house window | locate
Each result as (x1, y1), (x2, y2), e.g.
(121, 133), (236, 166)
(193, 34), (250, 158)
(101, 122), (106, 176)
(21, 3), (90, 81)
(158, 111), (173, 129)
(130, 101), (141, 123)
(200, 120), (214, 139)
________________
Required task:
Copy the records above line for line, with no changes.

Expected answer:
house window | locate
Each result as (x1, y1), (x2, y2), e.g.
(121, 133), (236, 166)
(193, 34), (250, 158)
(101, 122), (106, 176)
(21, 3), (90, 81)
(158, 111), (173, 129)
(130, 101), (141, 123)
(200, 120), (214, 139)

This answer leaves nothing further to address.